_What you are asked to do:_
All records, minus the pictures: write them out exactly.

_Exercise data:_
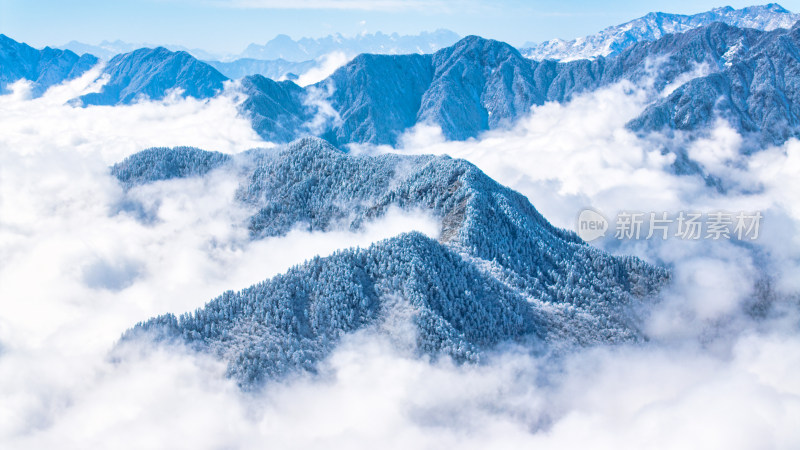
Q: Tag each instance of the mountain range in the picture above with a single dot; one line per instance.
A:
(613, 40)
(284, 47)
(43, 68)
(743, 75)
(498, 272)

_Solution:_
Q: Tag each instance of the mountain range in the picture above with a single dot; one line per instance.
A:
(613, 40)
(284, 47)
(43, 68)
(743, 75)
(498, 272)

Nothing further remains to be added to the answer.